Stored records:

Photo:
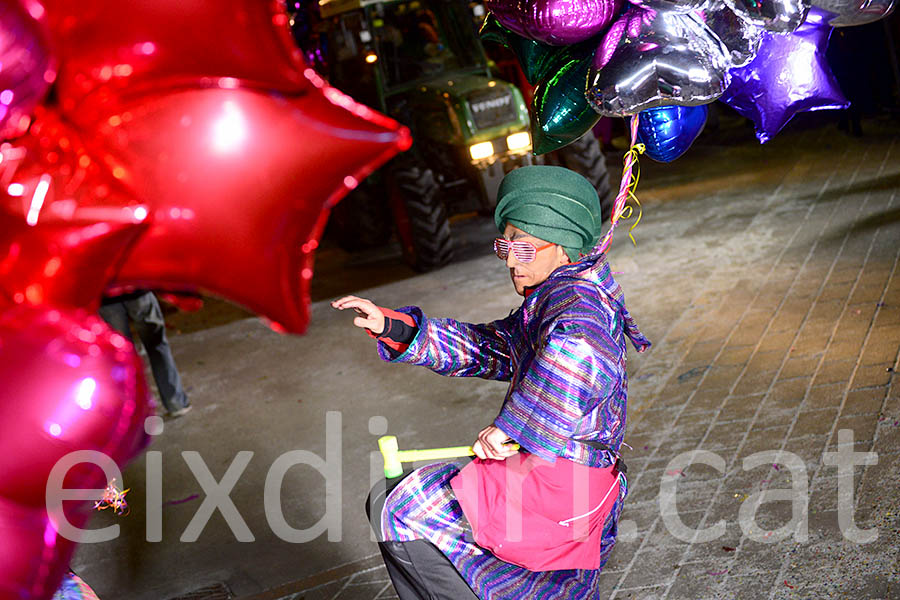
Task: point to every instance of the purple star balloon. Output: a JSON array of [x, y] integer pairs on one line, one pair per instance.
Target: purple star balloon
[[555, 22], [789, 75]]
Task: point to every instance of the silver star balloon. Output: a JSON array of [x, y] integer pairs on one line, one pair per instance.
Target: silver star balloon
[[652, 58]]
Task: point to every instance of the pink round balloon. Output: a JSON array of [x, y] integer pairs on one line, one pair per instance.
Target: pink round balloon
[[33, 556], [26, 68], [115, 49], [69, 383]]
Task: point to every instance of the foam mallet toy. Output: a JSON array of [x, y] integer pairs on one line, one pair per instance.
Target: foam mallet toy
[[394, 457]]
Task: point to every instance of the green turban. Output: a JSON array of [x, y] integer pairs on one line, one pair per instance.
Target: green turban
[[553, 204]]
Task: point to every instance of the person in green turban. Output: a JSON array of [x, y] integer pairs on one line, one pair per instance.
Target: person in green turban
[[552, 209], [442, 528]]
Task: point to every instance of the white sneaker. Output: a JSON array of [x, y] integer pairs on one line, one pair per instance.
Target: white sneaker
[[181, 411]]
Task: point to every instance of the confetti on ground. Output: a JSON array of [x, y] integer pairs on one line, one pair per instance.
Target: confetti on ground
[[113, 498], [183, 500]]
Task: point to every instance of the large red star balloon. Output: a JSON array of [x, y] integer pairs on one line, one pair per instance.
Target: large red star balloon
[[115, 49], [52, 250], [65, 263], [237, 148]]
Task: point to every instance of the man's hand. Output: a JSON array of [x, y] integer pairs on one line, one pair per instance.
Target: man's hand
[[370, 316], [491, 443]]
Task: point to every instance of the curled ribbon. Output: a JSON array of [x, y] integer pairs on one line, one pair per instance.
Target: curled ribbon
[[631, 174]]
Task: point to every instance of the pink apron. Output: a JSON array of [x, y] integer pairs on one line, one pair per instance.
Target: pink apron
[[539, 515]]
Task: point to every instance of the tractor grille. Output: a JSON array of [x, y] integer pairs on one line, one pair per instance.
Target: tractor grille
[[492, 107]]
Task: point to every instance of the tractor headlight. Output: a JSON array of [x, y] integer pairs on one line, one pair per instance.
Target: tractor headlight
[[517, 141], [481, 150]]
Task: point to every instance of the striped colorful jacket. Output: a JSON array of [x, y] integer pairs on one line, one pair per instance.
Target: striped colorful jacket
[[563, 352]]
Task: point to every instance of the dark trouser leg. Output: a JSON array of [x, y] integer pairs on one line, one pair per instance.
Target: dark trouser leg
[[116, 316], [418, 570], [151, 328]]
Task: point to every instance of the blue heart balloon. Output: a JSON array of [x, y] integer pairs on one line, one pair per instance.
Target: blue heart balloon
[[668, 131]]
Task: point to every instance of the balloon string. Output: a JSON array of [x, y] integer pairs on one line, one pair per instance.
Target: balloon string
[[631, 173]]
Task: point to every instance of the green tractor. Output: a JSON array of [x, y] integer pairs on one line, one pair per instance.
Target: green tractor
[[422, 63]]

What is asked. Copy out all the data without changing anything, and drop the pictures.

Reply to the task.
Photo:
Task: point to every instance of the purple star balloon. Output: a JSON array of [x, y] integer pairs on one line, one pair per instance.
Target: purple star balloon
[[555, 22], [789, 75]]
Task: point to every instance of the silver star balloon. Output: a JSON array of [x, y] integer pairs on one line, one pair per instance.
Target: silver star balloon
[[652, 58]]
Task: point to every instance of the pink round balloon. Output: a JSON array of [x, y] integer pairs on one line, one pair per instance.
Target: pink round balloon
[[33, 556], [26, 68], [115, 49], [69, 383]]
Task: point to every instance of the foam mallet toy. Output: a JSON array of [x, y] integer pairs on one line, one pair per instance.
Target: foam mallet toy
[[394, 457]]
Task: point to every instance of the green turban. Output: a JSON array of [x, y] integer pairs on one line, one pair per instance.
Target: green turban
[[553, 204]]
Task: point to every instance of the person in green turban. Output: a JSON array of [x, y] integer pairs on one line, one pair per instance.
Target: person in green turban
[[552, 209], [442, 528]]
Task: point to every instance of the white sneaker. Output: a JSON array of [x, y] integer pairs on one line, one pair per instance.
Target: white sneaker
[[181, 411]]
Task: point to every instance of the confetti on ground. Output: a JSON array of [x, y] integer pairs on one line, one pair per instance.
Target: confetti on ground
[[113, 498], [183, 500]]
Task: point to every instance of the large red star balloon. Output: a JSON array of [x, y] integer pairs on one line, one pair per instance.
Target: large red star balloon
[[115, 49], [52, 250], [65, 263], [237, 148]]
Task: point to every instance of the man's hand. Output: a JSON array of [x, y] integer pairs on one line, one pair per instance.
Target: man's hand
[[370, 316], [491, 443]]
Task: point to every instance of the curled ribbon. Output: a JSON array of [x, y] integer pairs on one line, one pair per instance.
Target: curled ribbon
[[631, 174]]
Task: point to every instance of the pink apron. Output: a JSON array of [x, y] integer pairs on one line, one pair per instance.
Target: pink apron
[[539, 515]]
Task: point to every instance of the tractor grille. Output: a JSON array of [x, y] integer pairs on one line, one pair per instance.
Target: tractor grille
[[492, 107]]
Task: point to every instance of the tractor headlight. Output: a JSON array of [x, y] integer pairs on one line, one pair per instance.
Target: tractor headlight
[[517, 141], [481, 150]]
Task: point to every instance of the striped colorful jacket. Output: a JSON array of [x, y] integer pairs on one line, one pair per instance.
Target: striped colorful jacket
[[563, 352]]
Task: point to every instance of the dark trouser leg. Output: a JSON array of [x, y] integer pairs on one line, one pair per instance.
Target: dark trouser leg
[[116, 316], [418, 570], [151, 328]]
Task: point to every instance of the blue heart balloon. Output: a JSON array of [x, y] integer pairs on one line, one pair per instance.
Target: blue heart balloon
[[668, 131]]
Task: point to every instance of the balloon string. Output: a JSON array of [x, y] integer pairs on one line, one pair per instance.
Target: balloon string
[[631, 173]]
Task: point to every instance of the green tractor. Output: a JSON array of [x, y] integer pairs on one line, one pair per instance.
Target: green tractor
[[422, 63]]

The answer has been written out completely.